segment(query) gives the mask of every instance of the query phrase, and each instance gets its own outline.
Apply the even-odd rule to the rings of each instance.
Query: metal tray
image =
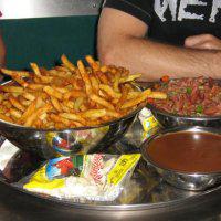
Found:
[[[155,131],[152,130],[149,134]],[[135,120],[128,133],[117,144],[113,145],[107,152],[139,152],[138,147],[144,143],[144,140],[143,127],[138,120]],[[180,207],[189,210],[193,206],[202,203],[203,201],[209,202],[211,197],[213,198],[214,196],[220,196],[219,200],[221,199],[221,186],[213,187],[206,191],[186,191],[177,189],[164,182],[154,170],[147,168],[144,160],[140,160],[130,182],[126,185],[126,188],[120,197],[113,202],[80,202],[61,200],[57,198],[25,191],[15,185],[18,180],[34,171],[41,162],[42,160],[40,158],[31,156],[29,152],[19,151],[17,157],[10,161],[10,176],[7,178],[3,176],[3,173],[1,173],[0,182],[7,185],[10,188],[19,190],[22,193],[50,201],[55,204],[70,206],[74,210],[80,209],[81,211],[90,210],[90,213],[94,213],[94,215],[98,215],[95,212],[97,210],[101,212],[110,212],[112,215],[116,215],[115,213],[112,213],[112,211],[118,211],[126,212],[124,215],[127,218],[127,212],[129,212],[131,217],[139,214],[140,220],[143,215],[146,217],[147,212],[149,213],[150,211],[156,211],[159,213],[160,209],[165,211],[165,208],[170,208],[171,210],[171,208],[175,209]]]

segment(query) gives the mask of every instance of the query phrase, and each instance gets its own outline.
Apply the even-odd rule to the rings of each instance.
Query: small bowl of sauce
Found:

******

Rewrite all of the lines above with "outline" replaced by "contour" and nothing else changed. Leave the pictures out of your version.

**Output below:**
segment(query) gives the mask of every instance of the query phrase, and each instance gets its own contour.
Apply the even-odd rule to the rings of each instance.
Query: metal tray
image =
Found:
[[[155,131],[152,130],[149,134]],[[135,120],[128,133],[117,144],[113,145],[107,152],[139,152],[138,147],[144,143],[144,140],[143,127],[138,120]],[[180,207],[189,210],[193,206],[202,203],[203,201],[209,202],[211,197],[213,198],[214,196],[220,196],[219,200],[221,199],[221,186],[213,187],[206,191],[186,191],[177,189],[164,182],[154,170],[147,168],[144,160],[140,160],[130,182],[126,185],[126,188],[120,197],[113,202],[80,202],[61,200],[57,198],[25,191],[15,185],[18,180],[34,171],[41,162],[42,160],[40,158],[31,156],[29,152],[19,151],[17,157],[10,161],[10,176],[7,178],[3,176],[3,173],[1,173],[0,182],[7,185],[10,188],[19,190],[22,193],[50,201],[55,204],[70,206],[74,210],[80,209],[81,211],[90,210],[90,213],[94,213],[94,215],[98,215],[95,212],[97,210],[101,212],[110,212],[112,215],[116,215],[115,213],[112,213],[112,211],[118,211],[126,212],[124,215],[127,218],[127,212],[129,212],[131,217],[139,214],[140,220],[143,215],[146,217],[147,212],[149,213],[150,211],[156,211],[159,213],[160,209],[165,211],[165,208],[170,208],[171,210],[171,208],[175,209]]]

segment(query) gives the mask of every instance of the query phrase, and each instance gets its own contour.
Apply the even-odd rule to the rings of each instance.
Query: small bowl of sauce
Found:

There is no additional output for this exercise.